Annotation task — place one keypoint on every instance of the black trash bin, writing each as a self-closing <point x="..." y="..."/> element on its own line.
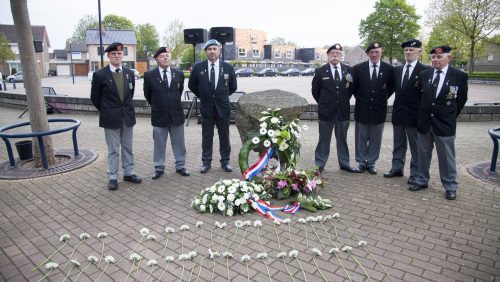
<point x="25" y="149"/>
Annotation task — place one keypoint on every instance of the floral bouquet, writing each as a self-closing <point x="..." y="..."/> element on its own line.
<point x="229" y="196"/>
<point x="278" y="132"/>
<point x="300" y="185"/>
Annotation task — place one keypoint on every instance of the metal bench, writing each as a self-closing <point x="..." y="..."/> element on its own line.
<point x="495" y="135"/>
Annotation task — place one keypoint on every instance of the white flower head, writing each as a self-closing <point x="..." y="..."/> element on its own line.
<point x="109" y="259"/>
<point x="262" y="255"/>
<point x="316" y="252"/>
<point x="334" y="250"/>
<point x="51" y="265"/>
<point x="134" y="257"/>
<point x="245" y="258"/>
<point x="75" y="262"/>
<point x="102" y="235"/>
<point x="257" y="223"/>
<point x="282" y="254"/>
<point x="152" y="262"/>
<point x="84" y="236"/>
<point x="346" y="248"/>
<point x="362" y="243"/>
<point x="144" y="231"/>
<point x="227" y="254"/>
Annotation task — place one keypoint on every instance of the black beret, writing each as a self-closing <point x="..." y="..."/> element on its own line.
<point x="115" y="46"/>
<point x="441" y="49"/>
<point x="414" y="43"/>
<point x="335" y="46"/>
<point x="374" y="45"/>
<point x="161" y="50"/>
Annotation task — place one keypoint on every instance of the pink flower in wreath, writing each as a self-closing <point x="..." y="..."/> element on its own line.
<point x="282" y="184"/>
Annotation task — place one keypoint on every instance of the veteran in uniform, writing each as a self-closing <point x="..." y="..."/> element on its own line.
<point x="373" y="85"/>
<point x="111" y="93"/>
<point x="213" y="81"/>
<point x="332" y="87"/>
<point x="163" y="88"/>
<point x="404" y="110"/>
<point x="444" y="93"/>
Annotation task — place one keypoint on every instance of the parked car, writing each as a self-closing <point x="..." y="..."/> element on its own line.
<point x="247" y="72"/>
<point x="268" y="72"/>
<point x="137" y="74"/>
<point x="290" y="72"/>
<point x="307" y="72"/>
<point x="15" y="77"/>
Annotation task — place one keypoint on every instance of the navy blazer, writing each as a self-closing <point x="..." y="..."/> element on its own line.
<point x="332" y="97"/>
<point x="441" y="112"/>
<point x="371" y="96"/>
<point x="165" y="100"/>
<point x="407" y="97"/>
<point x="104" y="95"/>
<point x="199" y="84"/>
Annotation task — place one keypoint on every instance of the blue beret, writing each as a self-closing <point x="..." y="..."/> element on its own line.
<point x="414" y="43"/>
<point x="115" y="46"/>
<point x="210" y="43"/>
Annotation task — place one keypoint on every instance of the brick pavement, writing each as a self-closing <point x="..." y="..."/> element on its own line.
<point x="415" y="236"/>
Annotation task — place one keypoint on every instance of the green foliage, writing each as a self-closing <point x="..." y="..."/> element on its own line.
<point x="5" y="51"/>
<point x="147" y="40"/>
<point x="392" y="22"/>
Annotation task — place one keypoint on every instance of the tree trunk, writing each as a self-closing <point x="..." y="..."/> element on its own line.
<point x="471" y="55"/>
<point x="32" y="83"/>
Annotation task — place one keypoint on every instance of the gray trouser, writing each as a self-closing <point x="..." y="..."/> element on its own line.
<point x="160" y="136"/>
<point x="404" y="135"/>
<point x="445" y="149"/>
<point x="368" y="141"/>
<point x="114" y="138"/>
<point x="325" y="136"/>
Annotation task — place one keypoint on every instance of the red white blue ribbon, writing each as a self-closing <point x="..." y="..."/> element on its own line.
<point x="264" y="209"/>
<point x="259" y="165"/>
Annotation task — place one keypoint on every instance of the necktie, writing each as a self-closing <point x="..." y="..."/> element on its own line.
<point x="406" y="76"/>
<point x="435" y="83"/>
<point x="212" y="76"/>
<point x="165" y="76"/>
<point x="374" y="73"/>
<point x="337" y="76"/>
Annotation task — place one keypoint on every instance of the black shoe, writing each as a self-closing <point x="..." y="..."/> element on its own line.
<point x="113" y="184"/>
<point x="361" y="168"/>
<point x="350" y="169"/>
<point x="183" y="172"/>
<point x="157" y="174"/>
<point x="411" y="180"/>
<point x="227" y="167"/>
<point x="451" y="195"/>
<point x="415" y="187"/>
<point x="371" y="170"/>
<point x="132" y="178"/>
<point x="205" y="168"/>
<point x="393" y="173"/>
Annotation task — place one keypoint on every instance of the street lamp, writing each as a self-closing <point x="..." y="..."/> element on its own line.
<point x="71" y="61"/>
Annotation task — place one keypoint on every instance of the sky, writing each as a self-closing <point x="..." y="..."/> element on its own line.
<point x="313" y="23"/>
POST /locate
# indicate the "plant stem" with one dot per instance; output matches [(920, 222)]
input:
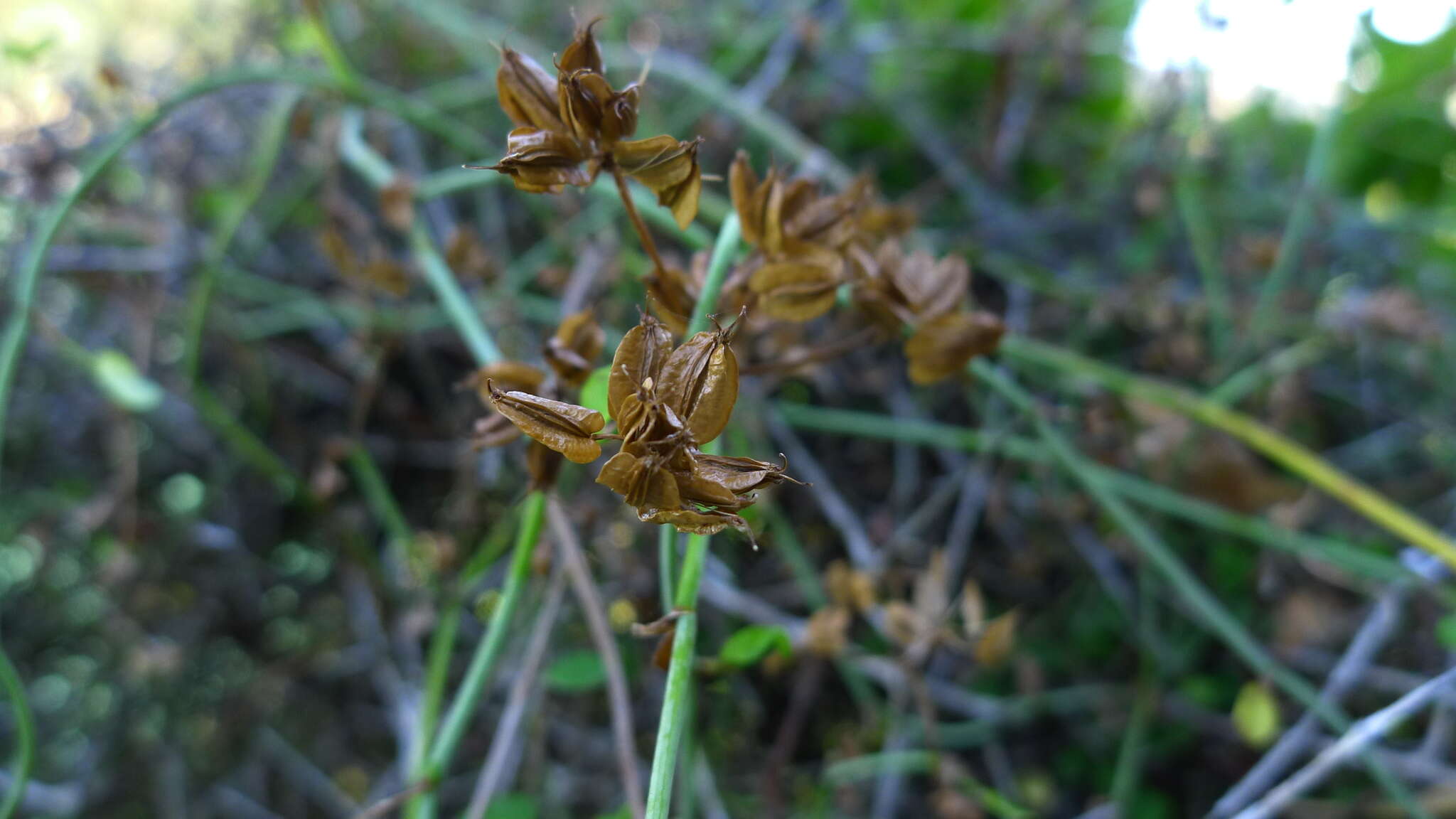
--------------------
Aim of the exercise
Only the text of the entries above, transcribed exactly, should be given; leave out pictures.

Response
Annotation task — place one keypoint on every instance of the black trash bin, writing each as a self-closing <point x="..." y="..."/> element on its own line.
<point x="25" y="149"/>
Annotation task — place one keypoint on every instance of the floral bouquet, writing each as a self-closing <point x="..." y="..."/> element on its own line.
<point x="229" y="196"/>
<point x="278" y="132"/>
<point x="300" y="185"/>
Annotation task — place one keypoint on every instance of the metal bench, writing each as a self-closing <point x="..." y="..."/> element on its own line.
<point x="495" y="135"/>
Annotation task — place one keypoint on every instance of the white flower head, writing each as a self-closing <point x="..." y="..."/> element on its own line.
<point x="109" y="259"/>
<point x="262" y="255"/>
<point x="316" y="252"/>
<point x="334" y="250"/>
<point x="51" y="265"/>
<point x="134" y="257"/>
<point x="245" y="258"/>
<point x="75" y="262"/>
<point x="102" y="235"/>
<point x="257" y="223"/>
<point x="282" y="254"/>
<point x="152" y="262"/>
<point x="84" y="236"/>
<point x="346" y="248"/>
<point x="362" y="243"/>
<point x="144" y="231"/>
<point x="227" y="254"/>
Annotation task — place one keypoint on every instance of the black beret, writing each as a self-closing <point x="..." y="..."/> element on its own line.
<point x="115" y="46"/>
<point x="441" y="49"/>
<point x="414" y="43"/>
<point x="335" y="46"/>
<point x="374" y="45"/>
<point x="161" y="50"/>
Annotation task — place one keypoint on every instance of the pink flower in wreath, writing each as a self-closing <point x="..." y="..."/> element on its own line.
<point x="282" y="184"/>
Annotation task — place one keypoint on every instance of the veteran in uniform, writing each as a self-closing <point x="..." y="..."/> element on its own line.
<point x="373" y="85"/>
<point x="111" y="93"/>
<point x="213" y="81"/>
<point x="332" y="87"/>
<point x="163" y="88"/>
<point x="404" y="110"/>
<point x="444" y="93"/>
Annotation task — place one keypoint on every instance of the parked car, writing each as a self-closing <point x="..." y="..."/> element on its own line.
<point x="247" y="72"/>
<point x="268" y="72"/>
<point x="137" y="74"/>
<point x="290" y="72"/>
<point x="307" y="72"/>
<point x="15" y="77"/>
Annotation task — place one keypoint on every instance of the navy blazer, writing each as a self-closing <point x="..." y="..."/> element on its own line.
<point x="332" y="97"/>
<point x="441" y="112"/>
<point x="371" y="96"/>
<point x="165" y="100"/>
<point x="407" y="97"/>
<point x="104" y="95"/>
<point x="199" y="84"/>
Annotation task — place one keypoint on every instance of the blue beret, writing each as a self-closing <point x="..." y="..."/> element on its own line.
<point x="414" y="43"/>
<point x="115" y="46"/>
<point x="210" y="43"/>
Annotation task — place one keypoint on every instance of the brick pavement, writing each as a self-closing <point x="..." y="..."/> element on its own line.
<point x="415" y="236"/>
Annotation task — place one keypoint on every instance of the green foliage, writing each as a self-closing <point x="..." y="..."/> element on its own line.
<point x="5" y="51"/>
<point x="147" y="40"/>
<point x="392" y="22"/>
Annotation task — place one keypoint on every instance of the tree trunk, writing each as a self-closing <point x="..." y="..."/> element on its own line.
<point x="471" y="55"/>
<point x="32" y="83"/>
Annotation task — place one keypoint on every instance of the gray trouser, writing each as a self-closing <point x="..." y="..."/> element on its own line.
<point x="160" y="136"/>
<point x="404" y="135"/>
<point x="445" y="149"/>
<point x="368" y="141"/>
<point x="114" y="138"/>
<point x="325" y="136"/>
Annotation task — place one keypoint on every instance of the red white blue ribbon, writing each as a self-closing <point x="..." y="..."/> element on its own line.
<point x="264" y="209"/>
<point x="259" y="165"/>
Annotation task — place one keypoint on every instance of the necktie, writing each as a self-closing <point x="..." y="..."/> element on its own line.
<point x="406" y="76"/>
<point x="435" y="83"/>
<point x="212" y="76"/>
<point x="165" y="76"/>
<point x="374" y="73"/>
<point x="337" y="76"/>
Annotation task — place one keypoint on every instance of the black shoe, writing each as a self-closing <point x="..." y="..."/> element on its own line.
<point x="113" y="184"/>
<point x="361" y="168"/>
<point x="350" y="169"/>
<point x="183" y="172"/>
<point x="157" y="174"/>
<point x="411" y="180"/>
<point x="227" y="167"/>
<point x="451" y="195"/>
<point x="415" y="187"/>
<point x="371" y="170"/>
<point x="132" y="178"/>
<point x="205" y="168"/>
<point x="393" y="173"/>
Annotation task — place one keypoint on every instance of the street lamp, writing each as a self-closing <point x="..." y="..."/> element on its own line.
<point x="71" y="61"/>
Annotation task — place one keypoint on every instance of the sky, writing each as a self-closing <point x="..." y="..."/> element on its own line.
<point x="313" y="23"/>
POST /locate
# indicate the "plant stem" with one dot per instance; output matches [(920, 222)]
input:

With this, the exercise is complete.